Start of Reading text

ExtractionPreprocessed User Interface with DIRECTOR_RELATIONSHIP Available

One of the complications in creating this artifact was to decide how to pick a span of time to use for reporting. The final span we decided on is not perfect but is at least a reasonable starting point – this data is organized by reporting calendar year. During calendar year 2020 (1/1/2020 – 12/31/2020) we identified all DC tables that were filed and isolated those that reported DC data for FYE 2019 or 2020. We identified all directors reported in the DC tables where we were able to match a PERSON-CIK to the directors. We then looked for all other DC tables filed in the 2020 calendar year that included that director.

The data is organized by ISSUER CIK/Calendar Year. So for example if you want to explore the 2020 relationship data for Apple Inc (CIK 320193) your request file should have the value 2020 in the YEAR column. The results will list all of the directors reported in the DC data that Apple filed in 2020 as well as their PERSON-CIK and SEC-NAME (if available) as well as their GENDER and their AGE and tenure (SINCE) as it was reported in the Apple filing. The remaining columns will list the CIK (OTHER_ISSUER_CIK_#) of any other issuer(s) that included the director in their DC data as well as their tenure with the other registrant (OTHER_ISSUER_SINCE_#). Here is a screenshot of this data for APPLE INC:

DIRECTOR_RELATIONSHIP data view with focus on Apple Inc (CIK 320193)

End of Reading text
Start of Given records

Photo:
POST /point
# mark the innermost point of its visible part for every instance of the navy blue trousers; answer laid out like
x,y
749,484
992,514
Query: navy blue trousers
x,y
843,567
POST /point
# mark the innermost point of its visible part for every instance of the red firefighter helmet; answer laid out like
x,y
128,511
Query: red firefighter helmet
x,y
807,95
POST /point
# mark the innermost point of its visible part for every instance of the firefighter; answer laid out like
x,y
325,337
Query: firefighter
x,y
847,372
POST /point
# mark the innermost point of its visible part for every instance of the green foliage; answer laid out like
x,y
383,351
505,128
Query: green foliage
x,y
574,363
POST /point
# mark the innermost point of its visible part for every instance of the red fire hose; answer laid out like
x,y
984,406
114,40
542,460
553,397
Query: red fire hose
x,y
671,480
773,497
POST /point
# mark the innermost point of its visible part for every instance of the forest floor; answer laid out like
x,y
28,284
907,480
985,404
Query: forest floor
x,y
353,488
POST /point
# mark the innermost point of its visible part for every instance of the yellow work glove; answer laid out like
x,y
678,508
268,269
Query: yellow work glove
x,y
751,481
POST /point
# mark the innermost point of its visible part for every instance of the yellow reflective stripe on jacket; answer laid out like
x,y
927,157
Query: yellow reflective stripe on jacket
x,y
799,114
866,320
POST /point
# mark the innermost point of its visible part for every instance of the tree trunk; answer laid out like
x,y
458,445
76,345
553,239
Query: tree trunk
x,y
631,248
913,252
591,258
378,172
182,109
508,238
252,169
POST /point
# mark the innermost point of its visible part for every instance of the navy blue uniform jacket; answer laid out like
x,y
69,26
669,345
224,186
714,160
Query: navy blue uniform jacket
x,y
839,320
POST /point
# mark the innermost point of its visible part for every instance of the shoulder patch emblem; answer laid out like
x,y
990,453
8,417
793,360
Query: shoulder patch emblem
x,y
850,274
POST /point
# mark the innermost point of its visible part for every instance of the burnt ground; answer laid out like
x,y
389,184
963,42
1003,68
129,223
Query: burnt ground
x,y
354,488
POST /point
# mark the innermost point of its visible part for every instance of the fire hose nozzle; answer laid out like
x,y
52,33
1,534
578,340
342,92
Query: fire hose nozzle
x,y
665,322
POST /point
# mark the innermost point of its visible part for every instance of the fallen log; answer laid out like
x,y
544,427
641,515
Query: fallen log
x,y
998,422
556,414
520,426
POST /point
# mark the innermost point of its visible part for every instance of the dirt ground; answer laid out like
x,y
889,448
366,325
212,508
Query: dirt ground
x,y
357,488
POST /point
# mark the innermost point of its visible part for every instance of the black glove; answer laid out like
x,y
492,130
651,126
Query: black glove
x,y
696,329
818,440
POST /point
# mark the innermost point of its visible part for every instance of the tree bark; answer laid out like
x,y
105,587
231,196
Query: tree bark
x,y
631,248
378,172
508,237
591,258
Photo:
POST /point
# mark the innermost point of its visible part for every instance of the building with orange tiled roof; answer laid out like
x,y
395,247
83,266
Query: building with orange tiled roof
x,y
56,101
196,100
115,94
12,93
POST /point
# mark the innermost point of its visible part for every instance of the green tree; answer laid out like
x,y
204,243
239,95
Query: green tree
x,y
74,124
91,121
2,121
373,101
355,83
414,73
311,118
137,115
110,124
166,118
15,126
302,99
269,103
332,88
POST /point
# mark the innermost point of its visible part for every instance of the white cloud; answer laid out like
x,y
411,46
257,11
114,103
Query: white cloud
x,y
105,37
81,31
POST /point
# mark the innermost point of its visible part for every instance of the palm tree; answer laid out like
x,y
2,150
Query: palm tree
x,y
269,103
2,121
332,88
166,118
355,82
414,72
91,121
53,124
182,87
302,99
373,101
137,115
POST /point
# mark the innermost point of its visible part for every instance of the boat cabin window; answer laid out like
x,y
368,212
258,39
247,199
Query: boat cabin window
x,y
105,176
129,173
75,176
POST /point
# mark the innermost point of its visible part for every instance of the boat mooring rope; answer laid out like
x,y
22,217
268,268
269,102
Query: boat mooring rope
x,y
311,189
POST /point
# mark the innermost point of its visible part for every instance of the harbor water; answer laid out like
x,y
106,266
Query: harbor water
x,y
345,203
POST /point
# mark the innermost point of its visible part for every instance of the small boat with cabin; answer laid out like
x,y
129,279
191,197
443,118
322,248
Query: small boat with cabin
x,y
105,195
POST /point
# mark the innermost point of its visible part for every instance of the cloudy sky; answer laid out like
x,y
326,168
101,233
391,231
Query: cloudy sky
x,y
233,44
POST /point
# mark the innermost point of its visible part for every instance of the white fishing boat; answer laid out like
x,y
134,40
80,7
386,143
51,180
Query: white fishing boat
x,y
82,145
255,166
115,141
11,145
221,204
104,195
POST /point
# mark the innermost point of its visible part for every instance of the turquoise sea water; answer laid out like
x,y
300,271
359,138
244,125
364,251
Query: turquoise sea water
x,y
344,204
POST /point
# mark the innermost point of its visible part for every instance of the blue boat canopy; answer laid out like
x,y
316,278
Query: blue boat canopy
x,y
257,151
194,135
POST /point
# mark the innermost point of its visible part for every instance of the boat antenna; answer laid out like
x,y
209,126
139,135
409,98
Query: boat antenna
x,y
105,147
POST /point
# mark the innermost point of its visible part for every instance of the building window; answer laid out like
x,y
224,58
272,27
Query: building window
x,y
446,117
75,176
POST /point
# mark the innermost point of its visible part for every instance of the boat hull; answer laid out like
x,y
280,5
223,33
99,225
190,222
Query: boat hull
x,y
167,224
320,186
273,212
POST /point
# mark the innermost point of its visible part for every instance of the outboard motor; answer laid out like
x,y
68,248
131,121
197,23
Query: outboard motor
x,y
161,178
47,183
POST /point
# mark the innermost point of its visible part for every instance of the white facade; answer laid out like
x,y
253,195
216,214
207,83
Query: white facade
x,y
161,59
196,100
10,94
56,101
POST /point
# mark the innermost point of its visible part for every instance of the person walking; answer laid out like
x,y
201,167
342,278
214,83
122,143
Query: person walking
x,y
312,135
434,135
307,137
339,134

End of Given records

§ **Actions to take**
[A] In the text on director relationship data, which column gives a director's tenure with the other registrant?
[B] Pick up the text on director relationship data after its last line and keep writing it.

§ **Expected responses**
[A] OTHER_ISSUER_SINCE_#

[B]
If you look carefully at the table you will see that Mr. Bell is affiliated with four other registrants – note – those affiliations reflect the fact that he was included in the DC table for those registrants during the 2020 calendar year. It turns out that he retired from 2 of those boards in 2019/2020. The interesting observation in this is that the biography of the directors is forward looking – our data is concurrent.

We are still looking at ways to improve this data. For example – you might note the missing data for BRANDON PILOT ( in the first row of the image). He evidently does not have any SEC reporting responsibility and the registrant he is affiliated with is a Smaller Reporting Company – it takes longer to update data on these registrants. I will note that the DIRECTOR_RELATIONSHIP data for 2020 covers 31,386 PEOPLE-COMPANY observations. We have not been able to identify a PERSON-CIK for only 675 of those observations. Some of those will come later – but others will never show up because the director might never have an SEC filing obligation. Usually that occurs when they are non-US domiciled, the issuer never offers equity to directors or the issuer is newly registered and the director steps down around the time of the IPO.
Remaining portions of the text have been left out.